> What is required
Rewrite the records below with every "pointer" switched to "annotator", leaving everything else unchanged.

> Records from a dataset
------------------------

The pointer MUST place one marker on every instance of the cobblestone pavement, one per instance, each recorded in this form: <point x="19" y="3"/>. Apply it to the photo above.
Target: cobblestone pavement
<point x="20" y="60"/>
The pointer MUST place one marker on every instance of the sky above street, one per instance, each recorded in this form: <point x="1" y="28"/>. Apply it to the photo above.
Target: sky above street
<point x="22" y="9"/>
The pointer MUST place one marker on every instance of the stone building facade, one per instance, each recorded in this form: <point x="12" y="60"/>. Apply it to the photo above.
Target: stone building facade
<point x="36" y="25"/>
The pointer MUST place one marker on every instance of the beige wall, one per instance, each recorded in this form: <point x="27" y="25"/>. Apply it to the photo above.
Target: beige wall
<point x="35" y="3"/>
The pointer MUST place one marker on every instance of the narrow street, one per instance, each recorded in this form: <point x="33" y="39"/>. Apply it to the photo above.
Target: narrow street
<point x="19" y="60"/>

------------------------

> Exercise output
The annotator MUST place one marker on every instance of the cobblestone pavement, one per instance, each recorded in this form: <point x="19" y="3"/>. Apply it to the photo above.
Target: cobblestone pavement
<point x="20" y="60"/>
The annotator MUST place one marker on every instance of the sky above street, one per instance, each recorded in this form: <point x="1" y="28"/>. Apply it to the photo above.
Target: sky above street
<point x="22" y="9"/>
The annotator MUST place one marker on every instance of the stone building facade, one per instance, each recorded in this form: <point x="12" y="60"/>. Apply it to the photo above.
Target: stone building facade
<point x="36" y="25"/>
The annotator MUST place one marker on every instance of the beige wall, one per instance, each recorded in this form: <point x="27" y="25"/>. Apply it to the photo above.
Target: beige wall
<point x="35" y="3"/>
The annotator MUST place one marker on every instance of the narrow street, one per instance, each recorded in this form: <point x="33" y="39"/>. Apply it to the photo above.
Target: narrow street
<point x="19" y="60"/>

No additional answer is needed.